*** Block opens ***

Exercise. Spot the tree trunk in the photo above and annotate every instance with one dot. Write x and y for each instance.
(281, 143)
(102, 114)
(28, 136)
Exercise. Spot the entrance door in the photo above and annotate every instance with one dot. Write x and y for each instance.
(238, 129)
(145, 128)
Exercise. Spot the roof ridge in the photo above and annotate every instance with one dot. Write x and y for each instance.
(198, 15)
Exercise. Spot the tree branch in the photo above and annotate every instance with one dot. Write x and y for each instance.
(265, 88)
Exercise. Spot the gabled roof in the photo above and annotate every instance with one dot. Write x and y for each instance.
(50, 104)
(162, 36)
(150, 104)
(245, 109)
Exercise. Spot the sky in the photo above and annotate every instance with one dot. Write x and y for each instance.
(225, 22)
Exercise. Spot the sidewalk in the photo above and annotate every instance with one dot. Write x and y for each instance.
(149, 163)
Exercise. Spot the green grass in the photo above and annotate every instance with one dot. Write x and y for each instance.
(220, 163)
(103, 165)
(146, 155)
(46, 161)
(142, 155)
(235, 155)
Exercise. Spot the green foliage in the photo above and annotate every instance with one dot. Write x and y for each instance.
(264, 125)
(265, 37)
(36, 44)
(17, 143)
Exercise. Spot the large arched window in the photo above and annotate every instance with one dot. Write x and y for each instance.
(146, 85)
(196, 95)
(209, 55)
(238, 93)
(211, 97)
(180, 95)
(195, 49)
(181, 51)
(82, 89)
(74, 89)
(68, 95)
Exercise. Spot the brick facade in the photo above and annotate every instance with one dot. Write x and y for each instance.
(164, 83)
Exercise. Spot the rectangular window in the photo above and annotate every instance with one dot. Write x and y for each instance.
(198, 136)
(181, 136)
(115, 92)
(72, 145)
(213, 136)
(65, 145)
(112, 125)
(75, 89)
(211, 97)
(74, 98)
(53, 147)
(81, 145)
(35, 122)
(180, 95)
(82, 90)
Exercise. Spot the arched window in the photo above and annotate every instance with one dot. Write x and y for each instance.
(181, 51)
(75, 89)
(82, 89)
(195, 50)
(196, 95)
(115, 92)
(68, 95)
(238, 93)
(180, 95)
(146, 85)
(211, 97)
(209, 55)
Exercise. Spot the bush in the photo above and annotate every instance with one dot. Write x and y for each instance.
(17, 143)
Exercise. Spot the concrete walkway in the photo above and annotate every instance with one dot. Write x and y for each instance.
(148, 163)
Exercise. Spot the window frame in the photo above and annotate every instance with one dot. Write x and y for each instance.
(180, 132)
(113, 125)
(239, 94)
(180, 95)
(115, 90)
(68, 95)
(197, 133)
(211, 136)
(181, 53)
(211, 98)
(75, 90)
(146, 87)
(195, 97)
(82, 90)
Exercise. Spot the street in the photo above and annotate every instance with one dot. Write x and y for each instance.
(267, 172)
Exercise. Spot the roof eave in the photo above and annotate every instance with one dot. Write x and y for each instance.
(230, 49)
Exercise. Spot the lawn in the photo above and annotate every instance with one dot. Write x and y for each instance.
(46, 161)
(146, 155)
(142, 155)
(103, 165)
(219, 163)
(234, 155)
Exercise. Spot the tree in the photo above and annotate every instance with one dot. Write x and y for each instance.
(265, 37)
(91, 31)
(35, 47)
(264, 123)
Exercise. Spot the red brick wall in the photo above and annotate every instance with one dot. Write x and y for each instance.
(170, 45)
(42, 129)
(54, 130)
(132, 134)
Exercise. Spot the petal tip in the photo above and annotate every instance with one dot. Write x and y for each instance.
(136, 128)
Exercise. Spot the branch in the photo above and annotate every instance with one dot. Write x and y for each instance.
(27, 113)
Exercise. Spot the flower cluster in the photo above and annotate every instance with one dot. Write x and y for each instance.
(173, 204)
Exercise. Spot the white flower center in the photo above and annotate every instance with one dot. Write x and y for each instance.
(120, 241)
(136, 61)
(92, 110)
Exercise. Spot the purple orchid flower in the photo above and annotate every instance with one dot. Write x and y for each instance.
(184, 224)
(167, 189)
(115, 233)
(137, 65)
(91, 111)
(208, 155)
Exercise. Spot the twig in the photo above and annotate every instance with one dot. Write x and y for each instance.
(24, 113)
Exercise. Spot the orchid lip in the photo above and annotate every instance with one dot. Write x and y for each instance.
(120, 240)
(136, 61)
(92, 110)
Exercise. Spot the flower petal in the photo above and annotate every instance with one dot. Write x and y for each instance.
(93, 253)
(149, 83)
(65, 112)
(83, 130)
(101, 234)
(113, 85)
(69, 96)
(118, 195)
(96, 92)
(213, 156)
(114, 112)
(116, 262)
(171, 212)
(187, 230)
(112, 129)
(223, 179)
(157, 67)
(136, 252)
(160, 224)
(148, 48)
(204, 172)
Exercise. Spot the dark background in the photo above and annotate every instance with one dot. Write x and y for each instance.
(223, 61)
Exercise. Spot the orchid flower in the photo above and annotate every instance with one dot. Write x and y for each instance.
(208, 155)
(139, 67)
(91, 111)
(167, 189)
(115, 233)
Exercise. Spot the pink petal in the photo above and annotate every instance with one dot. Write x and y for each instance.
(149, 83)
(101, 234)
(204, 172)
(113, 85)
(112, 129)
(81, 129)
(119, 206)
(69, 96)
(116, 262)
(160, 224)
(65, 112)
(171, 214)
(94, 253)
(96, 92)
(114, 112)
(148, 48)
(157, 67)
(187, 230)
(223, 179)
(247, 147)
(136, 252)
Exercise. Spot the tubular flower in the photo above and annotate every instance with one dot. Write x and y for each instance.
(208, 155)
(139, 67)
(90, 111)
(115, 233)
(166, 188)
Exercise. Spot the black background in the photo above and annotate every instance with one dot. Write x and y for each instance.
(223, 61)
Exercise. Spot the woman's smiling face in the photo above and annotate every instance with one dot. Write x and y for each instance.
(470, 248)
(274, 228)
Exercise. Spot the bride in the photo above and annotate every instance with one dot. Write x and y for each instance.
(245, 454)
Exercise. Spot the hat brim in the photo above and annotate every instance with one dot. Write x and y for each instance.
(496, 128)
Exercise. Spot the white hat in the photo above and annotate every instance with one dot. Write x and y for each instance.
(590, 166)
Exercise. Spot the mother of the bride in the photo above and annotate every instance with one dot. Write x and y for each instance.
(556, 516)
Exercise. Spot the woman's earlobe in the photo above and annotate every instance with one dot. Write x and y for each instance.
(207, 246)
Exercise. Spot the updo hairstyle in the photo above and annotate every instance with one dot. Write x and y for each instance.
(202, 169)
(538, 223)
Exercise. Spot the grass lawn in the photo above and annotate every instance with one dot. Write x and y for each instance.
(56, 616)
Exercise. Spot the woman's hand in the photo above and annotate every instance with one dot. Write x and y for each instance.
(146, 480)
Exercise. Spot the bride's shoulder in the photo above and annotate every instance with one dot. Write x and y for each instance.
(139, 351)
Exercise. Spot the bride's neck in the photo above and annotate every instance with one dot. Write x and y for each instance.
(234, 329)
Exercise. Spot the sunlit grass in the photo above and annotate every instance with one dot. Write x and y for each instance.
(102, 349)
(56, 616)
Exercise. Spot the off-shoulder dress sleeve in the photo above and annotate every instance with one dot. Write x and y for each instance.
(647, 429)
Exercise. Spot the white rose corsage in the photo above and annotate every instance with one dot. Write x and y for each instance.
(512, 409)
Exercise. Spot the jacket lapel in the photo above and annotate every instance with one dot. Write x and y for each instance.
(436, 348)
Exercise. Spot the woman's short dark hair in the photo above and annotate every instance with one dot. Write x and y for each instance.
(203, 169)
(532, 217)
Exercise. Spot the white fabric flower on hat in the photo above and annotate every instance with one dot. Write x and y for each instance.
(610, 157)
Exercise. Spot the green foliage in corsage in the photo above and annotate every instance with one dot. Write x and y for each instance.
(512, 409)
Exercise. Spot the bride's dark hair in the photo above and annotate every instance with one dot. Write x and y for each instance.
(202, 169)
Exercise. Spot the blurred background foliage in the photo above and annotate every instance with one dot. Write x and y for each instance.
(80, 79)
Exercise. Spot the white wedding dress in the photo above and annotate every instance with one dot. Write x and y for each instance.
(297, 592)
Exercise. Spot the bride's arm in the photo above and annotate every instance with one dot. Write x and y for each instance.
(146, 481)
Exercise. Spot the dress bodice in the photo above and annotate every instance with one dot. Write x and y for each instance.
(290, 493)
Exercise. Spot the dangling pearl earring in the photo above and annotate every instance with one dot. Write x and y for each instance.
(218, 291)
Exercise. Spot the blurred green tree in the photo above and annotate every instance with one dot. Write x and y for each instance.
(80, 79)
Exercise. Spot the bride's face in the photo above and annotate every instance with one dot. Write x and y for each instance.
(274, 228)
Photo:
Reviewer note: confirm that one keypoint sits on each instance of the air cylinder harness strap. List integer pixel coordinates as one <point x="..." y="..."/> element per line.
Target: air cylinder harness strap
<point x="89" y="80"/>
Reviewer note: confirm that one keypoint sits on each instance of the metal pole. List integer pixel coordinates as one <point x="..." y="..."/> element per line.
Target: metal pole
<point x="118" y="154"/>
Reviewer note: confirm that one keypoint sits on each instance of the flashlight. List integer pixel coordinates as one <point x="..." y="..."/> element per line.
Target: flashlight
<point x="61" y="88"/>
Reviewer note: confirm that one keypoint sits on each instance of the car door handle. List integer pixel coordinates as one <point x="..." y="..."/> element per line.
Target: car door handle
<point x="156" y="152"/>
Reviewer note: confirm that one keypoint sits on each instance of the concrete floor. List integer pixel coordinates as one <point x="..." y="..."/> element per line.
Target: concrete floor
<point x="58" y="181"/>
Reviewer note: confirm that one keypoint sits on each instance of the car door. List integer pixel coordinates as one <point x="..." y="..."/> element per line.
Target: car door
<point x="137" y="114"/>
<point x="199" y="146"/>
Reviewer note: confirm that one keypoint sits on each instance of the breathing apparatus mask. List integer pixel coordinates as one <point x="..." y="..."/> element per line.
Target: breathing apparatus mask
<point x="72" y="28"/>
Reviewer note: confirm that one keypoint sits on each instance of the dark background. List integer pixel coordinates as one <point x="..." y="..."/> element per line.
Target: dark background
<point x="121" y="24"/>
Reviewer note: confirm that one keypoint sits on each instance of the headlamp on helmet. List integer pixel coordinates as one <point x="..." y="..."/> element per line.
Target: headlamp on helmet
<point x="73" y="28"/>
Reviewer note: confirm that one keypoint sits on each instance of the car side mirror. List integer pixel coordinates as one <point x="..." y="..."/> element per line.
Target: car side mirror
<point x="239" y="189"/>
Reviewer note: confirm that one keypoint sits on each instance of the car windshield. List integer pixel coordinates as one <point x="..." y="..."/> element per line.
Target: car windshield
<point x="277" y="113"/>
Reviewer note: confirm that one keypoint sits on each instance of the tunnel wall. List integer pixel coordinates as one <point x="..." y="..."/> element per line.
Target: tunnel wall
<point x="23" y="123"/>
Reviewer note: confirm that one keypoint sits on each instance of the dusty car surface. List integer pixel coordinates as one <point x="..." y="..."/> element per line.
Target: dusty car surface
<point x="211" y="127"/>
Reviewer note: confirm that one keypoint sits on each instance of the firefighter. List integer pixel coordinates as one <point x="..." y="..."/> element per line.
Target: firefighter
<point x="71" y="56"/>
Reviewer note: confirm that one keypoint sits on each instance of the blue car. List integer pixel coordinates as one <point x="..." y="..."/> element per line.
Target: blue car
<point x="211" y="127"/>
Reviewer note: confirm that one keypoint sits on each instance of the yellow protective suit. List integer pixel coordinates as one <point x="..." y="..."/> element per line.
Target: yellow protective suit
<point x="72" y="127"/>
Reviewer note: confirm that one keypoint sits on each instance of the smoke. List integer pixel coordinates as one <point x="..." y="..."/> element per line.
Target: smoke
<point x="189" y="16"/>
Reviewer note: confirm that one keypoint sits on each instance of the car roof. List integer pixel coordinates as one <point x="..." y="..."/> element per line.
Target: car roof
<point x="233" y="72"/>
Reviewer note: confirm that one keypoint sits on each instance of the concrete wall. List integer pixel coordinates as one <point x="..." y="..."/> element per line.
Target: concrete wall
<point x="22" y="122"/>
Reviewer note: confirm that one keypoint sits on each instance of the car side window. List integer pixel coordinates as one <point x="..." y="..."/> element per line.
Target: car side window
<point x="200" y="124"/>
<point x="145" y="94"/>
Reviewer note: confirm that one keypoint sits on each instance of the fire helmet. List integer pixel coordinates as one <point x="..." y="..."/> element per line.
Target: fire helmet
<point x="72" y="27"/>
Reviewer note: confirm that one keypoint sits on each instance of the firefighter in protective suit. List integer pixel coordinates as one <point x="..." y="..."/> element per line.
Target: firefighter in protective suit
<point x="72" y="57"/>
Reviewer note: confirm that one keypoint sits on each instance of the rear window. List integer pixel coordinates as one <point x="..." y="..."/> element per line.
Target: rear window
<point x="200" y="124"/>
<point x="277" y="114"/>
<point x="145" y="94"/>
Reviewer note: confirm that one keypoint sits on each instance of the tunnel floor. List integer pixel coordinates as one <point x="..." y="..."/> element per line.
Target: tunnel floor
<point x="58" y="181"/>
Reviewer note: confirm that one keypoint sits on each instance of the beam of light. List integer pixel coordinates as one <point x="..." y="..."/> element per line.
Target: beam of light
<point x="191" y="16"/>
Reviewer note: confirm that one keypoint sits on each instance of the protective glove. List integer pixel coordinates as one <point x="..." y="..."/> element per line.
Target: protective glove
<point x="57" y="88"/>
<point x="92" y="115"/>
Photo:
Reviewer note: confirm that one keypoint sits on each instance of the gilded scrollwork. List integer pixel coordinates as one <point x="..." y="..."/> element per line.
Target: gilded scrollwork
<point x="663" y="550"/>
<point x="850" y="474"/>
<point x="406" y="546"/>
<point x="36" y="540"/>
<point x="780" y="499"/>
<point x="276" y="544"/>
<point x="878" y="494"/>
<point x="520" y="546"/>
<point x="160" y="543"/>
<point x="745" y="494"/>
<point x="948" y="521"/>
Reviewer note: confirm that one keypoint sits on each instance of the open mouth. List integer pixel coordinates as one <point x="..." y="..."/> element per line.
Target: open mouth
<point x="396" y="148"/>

*** Block closes ***

• **Problem to solve**:
Your answer must be the line that contains "Target: beam of light" and every line after it to the end of the records, reproduced exactly.

• **Response**:
Target: beam of light
<point x="191" y="16"/>
Reviewer note: confirm that one keypoint sits on each instance of the protective glove. List integer pixel coordinates as one <point x="..." y="..."/> element per line.
Target: protective glove
<point x="57" y="88"/>
<point x="92" y="115"/>
Photo:
Reviewer note: confirm that one keypoint sits on each instance of the gilded scrollwork. List integer pixel coordinates as one <point x="..." y="..."/> element per line.
Target: gilded scrollwork
<point x="663" y="550"/>
<point x="850" y="474"/>
<point x="406" y="546"/>
<point x="36" y="540"/>
<point x="780" y="499"/>
<point x="276" y="544"/>
<point x="878" y="494"/>
<point x="520" y="546"/>
<point x="160" y="543"/>
<point x="745" y="494"/>
<point x="948" y="521"/>
Reviewer note: confirm that one keypoint sits on each instance of the open mouth. List integer pixel coordinates as one <point x="..." y="..."/> element per line.
Target: open mouth
<point x="396" y="148"/>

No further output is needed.